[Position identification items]
════
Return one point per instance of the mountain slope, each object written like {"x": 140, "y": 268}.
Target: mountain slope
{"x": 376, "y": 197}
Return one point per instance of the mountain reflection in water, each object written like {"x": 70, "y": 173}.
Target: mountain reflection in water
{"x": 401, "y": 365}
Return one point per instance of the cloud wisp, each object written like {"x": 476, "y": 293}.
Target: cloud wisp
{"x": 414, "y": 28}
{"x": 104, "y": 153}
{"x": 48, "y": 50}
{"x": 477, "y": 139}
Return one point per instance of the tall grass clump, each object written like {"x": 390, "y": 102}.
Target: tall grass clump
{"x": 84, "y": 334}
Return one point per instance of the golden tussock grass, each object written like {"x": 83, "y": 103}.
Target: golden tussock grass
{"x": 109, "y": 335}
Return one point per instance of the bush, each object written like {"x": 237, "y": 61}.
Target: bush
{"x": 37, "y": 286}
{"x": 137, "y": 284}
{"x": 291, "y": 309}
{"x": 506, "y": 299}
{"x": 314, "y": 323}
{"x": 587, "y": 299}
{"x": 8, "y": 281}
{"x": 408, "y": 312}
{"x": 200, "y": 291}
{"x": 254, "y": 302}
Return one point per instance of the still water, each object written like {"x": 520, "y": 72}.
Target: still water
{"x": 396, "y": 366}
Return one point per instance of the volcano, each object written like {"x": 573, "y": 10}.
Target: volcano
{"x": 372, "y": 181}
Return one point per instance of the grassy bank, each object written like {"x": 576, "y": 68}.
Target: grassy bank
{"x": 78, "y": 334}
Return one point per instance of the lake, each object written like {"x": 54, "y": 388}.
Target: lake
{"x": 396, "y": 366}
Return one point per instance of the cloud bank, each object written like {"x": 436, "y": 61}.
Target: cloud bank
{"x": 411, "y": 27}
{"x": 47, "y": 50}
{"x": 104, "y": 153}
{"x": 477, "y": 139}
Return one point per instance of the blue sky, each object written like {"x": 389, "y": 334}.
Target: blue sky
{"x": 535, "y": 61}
════
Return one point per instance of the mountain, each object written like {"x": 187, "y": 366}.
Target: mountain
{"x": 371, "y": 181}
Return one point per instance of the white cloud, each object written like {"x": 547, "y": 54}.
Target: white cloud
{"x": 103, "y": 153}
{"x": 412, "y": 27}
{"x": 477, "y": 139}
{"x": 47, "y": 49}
════
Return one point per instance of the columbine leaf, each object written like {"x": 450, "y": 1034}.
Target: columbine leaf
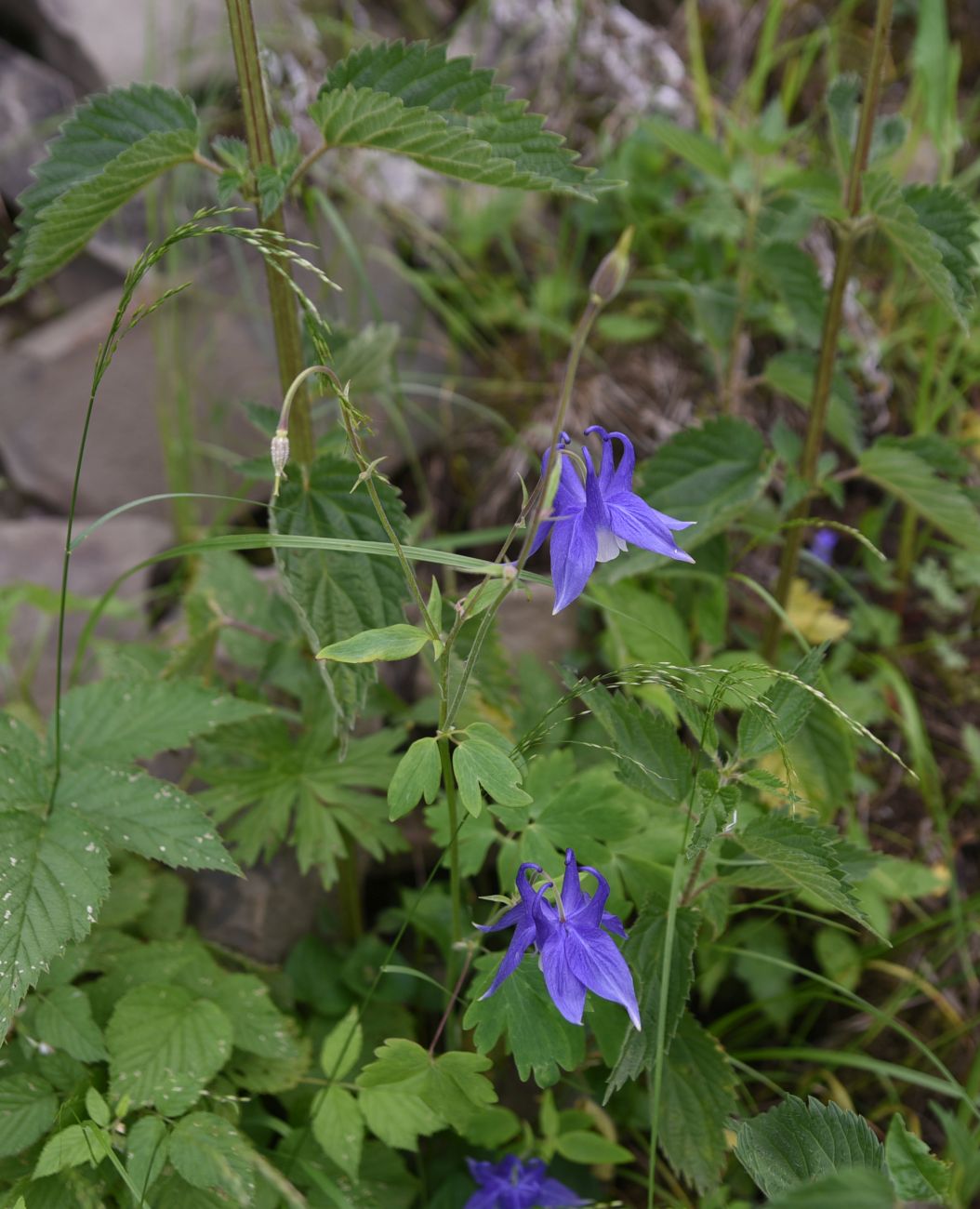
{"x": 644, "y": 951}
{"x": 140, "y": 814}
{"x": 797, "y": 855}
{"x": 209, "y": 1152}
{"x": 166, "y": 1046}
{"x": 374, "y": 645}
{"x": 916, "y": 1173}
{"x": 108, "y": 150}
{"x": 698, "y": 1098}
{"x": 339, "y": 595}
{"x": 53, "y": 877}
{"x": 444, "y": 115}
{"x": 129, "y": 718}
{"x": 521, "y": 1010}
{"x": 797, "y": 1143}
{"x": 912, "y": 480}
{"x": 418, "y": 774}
════
Pick out every line in the items above that contains the string "water", treating uppercase and lowercase letters as distinct.

Return one point per instance of the mountain reflection in water, each object written like {"x": 70, "y": 173}.
Target: mountain reflection in water
Return one point per instance of the still water, each object written like {"x": 520, "y": 72}.
Target: still water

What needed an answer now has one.